## Work to be completed
Transcribe each record word for word. Skip the images.

☆ ☆ ☆

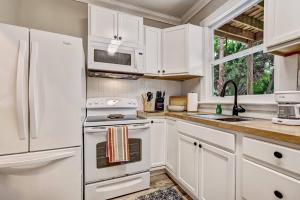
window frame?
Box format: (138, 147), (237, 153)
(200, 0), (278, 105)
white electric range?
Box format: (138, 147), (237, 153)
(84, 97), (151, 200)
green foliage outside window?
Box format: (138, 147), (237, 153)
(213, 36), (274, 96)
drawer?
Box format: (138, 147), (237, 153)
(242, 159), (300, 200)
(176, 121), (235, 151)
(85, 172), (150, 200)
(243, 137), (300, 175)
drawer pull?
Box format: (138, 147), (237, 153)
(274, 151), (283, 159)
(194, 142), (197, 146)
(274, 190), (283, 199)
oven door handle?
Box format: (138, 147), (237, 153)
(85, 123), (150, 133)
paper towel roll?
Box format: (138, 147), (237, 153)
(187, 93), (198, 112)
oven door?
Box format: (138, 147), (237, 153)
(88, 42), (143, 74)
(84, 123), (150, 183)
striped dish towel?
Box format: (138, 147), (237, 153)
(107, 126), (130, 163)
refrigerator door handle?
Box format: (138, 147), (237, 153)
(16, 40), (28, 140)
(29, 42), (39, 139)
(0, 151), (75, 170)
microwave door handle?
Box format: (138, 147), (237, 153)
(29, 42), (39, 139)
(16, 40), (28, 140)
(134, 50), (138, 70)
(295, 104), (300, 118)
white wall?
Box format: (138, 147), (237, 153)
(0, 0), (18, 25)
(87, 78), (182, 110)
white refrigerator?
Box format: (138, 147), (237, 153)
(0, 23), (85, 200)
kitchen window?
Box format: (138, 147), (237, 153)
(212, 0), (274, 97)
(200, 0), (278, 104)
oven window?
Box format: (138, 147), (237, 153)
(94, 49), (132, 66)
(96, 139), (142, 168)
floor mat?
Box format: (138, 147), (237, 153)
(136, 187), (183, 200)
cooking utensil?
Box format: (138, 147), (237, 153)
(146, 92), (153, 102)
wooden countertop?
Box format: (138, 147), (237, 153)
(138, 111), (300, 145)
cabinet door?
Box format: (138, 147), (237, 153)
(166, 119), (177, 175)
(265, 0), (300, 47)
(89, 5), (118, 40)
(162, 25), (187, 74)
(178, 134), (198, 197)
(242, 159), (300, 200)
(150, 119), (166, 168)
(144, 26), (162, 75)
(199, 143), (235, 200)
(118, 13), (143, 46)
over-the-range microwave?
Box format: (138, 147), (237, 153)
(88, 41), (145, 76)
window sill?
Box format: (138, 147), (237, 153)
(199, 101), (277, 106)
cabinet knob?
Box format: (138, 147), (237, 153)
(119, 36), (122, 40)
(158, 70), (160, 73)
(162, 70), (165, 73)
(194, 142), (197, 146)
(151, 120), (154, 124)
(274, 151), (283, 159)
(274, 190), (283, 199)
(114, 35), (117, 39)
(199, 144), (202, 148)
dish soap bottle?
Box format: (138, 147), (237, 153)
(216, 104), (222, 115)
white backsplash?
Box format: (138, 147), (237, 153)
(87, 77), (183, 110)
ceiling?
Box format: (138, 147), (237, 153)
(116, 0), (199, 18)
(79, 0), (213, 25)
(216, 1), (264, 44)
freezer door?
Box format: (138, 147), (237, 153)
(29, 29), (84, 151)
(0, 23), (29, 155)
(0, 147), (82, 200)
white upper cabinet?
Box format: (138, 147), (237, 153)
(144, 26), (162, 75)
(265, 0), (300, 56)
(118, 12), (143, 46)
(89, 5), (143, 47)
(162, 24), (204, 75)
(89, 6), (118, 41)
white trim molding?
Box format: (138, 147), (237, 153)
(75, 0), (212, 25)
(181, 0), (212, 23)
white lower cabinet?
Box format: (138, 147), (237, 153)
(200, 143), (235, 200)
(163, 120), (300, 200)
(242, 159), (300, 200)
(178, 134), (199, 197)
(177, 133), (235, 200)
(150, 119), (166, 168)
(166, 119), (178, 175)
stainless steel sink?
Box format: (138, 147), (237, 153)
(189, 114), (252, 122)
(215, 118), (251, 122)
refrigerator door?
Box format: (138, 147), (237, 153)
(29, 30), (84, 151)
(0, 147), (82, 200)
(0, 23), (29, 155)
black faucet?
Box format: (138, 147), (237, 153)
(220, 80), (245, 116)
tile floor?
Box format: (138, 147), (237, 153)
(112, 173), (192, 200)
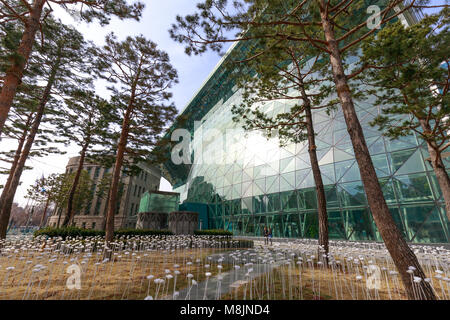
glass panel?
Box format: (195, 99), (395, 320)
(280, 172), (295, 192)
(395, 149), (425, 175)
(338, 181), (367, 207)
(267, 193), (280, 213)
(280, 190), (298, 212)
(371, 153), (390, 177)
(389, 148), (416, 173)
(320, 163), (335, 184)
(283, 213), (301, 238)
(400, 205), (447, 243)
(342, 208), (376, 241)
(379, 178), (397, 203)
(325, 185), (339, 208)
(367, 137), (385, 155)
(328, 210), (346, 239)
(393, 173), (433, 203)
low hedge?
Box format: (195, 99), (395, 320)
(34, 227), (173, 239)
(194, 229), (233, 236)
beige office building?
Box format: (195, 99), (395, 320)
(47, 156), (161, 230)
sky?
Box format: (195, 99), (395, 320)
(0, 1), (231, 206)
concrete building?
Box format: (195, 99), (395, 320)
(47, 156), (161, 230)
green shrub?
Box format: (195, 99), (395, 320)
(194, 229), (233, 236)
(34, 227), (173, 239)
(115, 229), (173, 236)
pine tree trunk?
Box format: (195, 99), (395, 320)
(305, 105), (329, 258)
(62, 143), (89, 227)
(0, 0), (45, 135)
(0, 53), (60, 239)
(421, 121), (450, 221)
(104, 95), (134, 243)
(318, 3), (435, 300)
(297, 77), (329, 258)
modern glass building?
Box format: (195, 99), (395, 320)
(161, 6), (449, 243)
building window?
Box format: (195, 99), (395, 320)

☆ ☆ ☆

## Response to this exercise
window frame?
Box format: (138, 147), (237, 153)
(200, 0), (278, 105)
white electric range?
Box format: (138, 147), (237, 153)
(84, 97), (151, 200)
green foliage outside window?
Box format: (138, 147), (237, 153)
(213, 36), (274, 96)
drawer?
Box format: (138, 147), (237, 153)
(242, 159), (300, 200)
(176, 121), (235, 151)
(85, 172), (150, 200)
(243, 137), (300, 175)
drawer pull?
Box format: (138, 147), (237, 153)
(274, 151), (283, 159)
(194, 142), (197, 146)
(274, 190), (283, 199)
oven door handle?
Box format: (138, 147), (237, 153)
(85, 123), (150, 133)
paper towel roll?
Box format: (138, 147), (237, 153)
(187, 93), (198, 112)
oven door?
Box format: (138, 147), (237, 153)
(88, 42), (143, 74)
(84, 123), (150, 183)
striped dish towel?
Box format: (138, 147), (237, 153)
(107, 126), (130, 163)
refrigerator door handle?
Box format: (138, 147), (237, 153)
(16, 40), (28, 140)
(29, 42), (39, 139)
(0, 151), (75, 170)
microwave door handle?
Box format: (138, 147), (237, 153)
(29, 42), (39, 139)
(16, 40), (28, 140)
(134, 50), (138, 70)
(295, 104), (300, 118)
white wall?
Box format: (138, 147), (237, 153)
(0, 0), (18, 25)
(87, 78), (182, 110)
white refrigerator?
Box format: (138, 147), (237, 153)
(0, 23), (85, 200)
kitchen window?
Box format: (138, 147), (237, 153)
(212, 0), (274, 97)
(200, 0), (278, 104)
oven window?
Box format: (138, 147), (237, 153)
(94, 49), (132, 66)
(96, 139), (142, 168)
floor mat?
Box format: (138, 147), (237, 153)
(136, 187), (183, 200)
cooking utensil?
Box format: (138, 147), (237, 153)
(146, 92), (153, 102)
wooden countertop?
Box format: (138, 147), (237, 153)
(138, 111), (300, 145)
cabinet door?
Box format: (138, 147), (237, 153)
(166, 119), (177, 175)
(265, 0), (300, 47)
(89, 5), (118, 40)
(162, 25), (187, 74)
(178, 134), (198, 197)
(242, 159), (300, 200)
(150, 119), (166, 168)
(144, 26), (162, 75)
(199, 143), (235, 200)
(118, 13), (143, 46)
over-the-range microwave?
Box format: (138, 147), (237, 153)
(88, 41), (145, 76)
window sill?
Box format: (138, 147), (237, 153)
(199, 101), (277, 106)
cabinet knob?
Box format: (138, 147), (237, 153)
(119, 36), (122, 40)
(158, 70), (160, 73)
(162, 70), (165, 73)
(194, 142), (197, 146)
(151, 120), (154, 124)
(274, 151), (283, 159)
(274, 190), (283, 199)
(114, 35), (117, 39)
(199, 144), (202, 148)
dish soap bottle?
Box format: (138, 147), (237, 153)
(216, 104), (222, 115)
white backsplash?
Box format: (138, 147), (237, 153)
(87, 77), (183, 110)
ceiling?
Box format: (138, 147), (237, 153)
(116, 0), (199, 18)
(79, 0), (213, 25)
(216, 1), (264, 44)
freezer door?
Box format: (138, 147), (237, 153)
(29, 29), (84, 151)
(0, 23), (29, 155)
(0, 147), (82, 200)
white upper cabinet?
Box format: (138, 147), (237, 153)
(144, 26), (162, 75)
(265, 0), (300, 56)
(118, 12), (143, 46)
(89, 5), (143, 47)
(162, 24), (204, 75)
(89, 6), (118, 41)
white trim molding?
Box format: (138, 147), (237, 153)
(75, 0), (212, 25)
(181, 0), (212, 23)
white lower cabinet?
Box format: (138, 147), (237, 153)
(200, 143), (235, 200)
(163, 120), (300, 200)
(242, 159), (300, 200)
(178, 134), (199, 197)
(177, 133), (235, 200)
(150, 119), (166, 168)
(166, 119), (178, 175)
stainless steel sink?
Box format: (138, 147), (237, 153)
(189, 114), (252, 122)
(215, 118), (251, 122)
refrigerator door?
Box format: (138, 147), (237, 153)
(29, 30), (84, 151)
(0, 147), (82, 200)
(0, 23), (29, 155)
black faucet?
Box format: (138, 147), (237, 153)
(220, 80), (245, 116)
tile floor?
Box format: (138, 147), (237, 153)
(112, 173), (192, 200)
glass panel?
Box format: (195, 99), (395, 320)
(280, 172), (295, 192)
(395, 149), (425, 175)
(338, 181), (367, 207)
(267, 193), (280, 213)
(280, 190), (298, 212)
(371, 153), (390, 177)
(389, 148), (416, 173)
(320, 163), (335, 184)
(283, 213), (301, 238)
(400, 205), (447, 243)
(342, 208), (376, 241)
(379, 178), (397, 203)
(325, 185), (339, 208)
(367, 137), (385, 155)
(328, 210), (346, 239)
(393, 173), (433, 203)
low hedge?
Box format: (195, 99), (395, 320)
(34, 227), (173, 239)
(194, 229), (233, 236)
beige office building?
Box format: (195, 99), (395, 320)
(47, 156), (161, 230)
sky?
Box format: (195, 99), (395, 320)
(0, 1), (231, 206)
concrete building?
Box format: (195, 99), (395, 320)
(47, 156), (161, 230)
green shrub?
Box format: (195, 99), (395, 320)
(194, 229), (233, 236)
(34, 227), (173, 239)
(115, 229), (173, 236)
pine tree trunk?
Box format: (195, 99), (395, 320)
(305, 105), (329, 258)
(62, 143), (89, 227)
(0, 0), (45, 135)
(0, 53), (60, 239)
(421, 121), (450, 221)
(104, 95), (134, 243)
(318, 3), (435, 300)
(297, 77), (329, 258)
modern glass building?
Box format: (195, 99), (395, 320)
(161, 6), (449, 243)
building window?
Box format: (195, 99), (395, 320)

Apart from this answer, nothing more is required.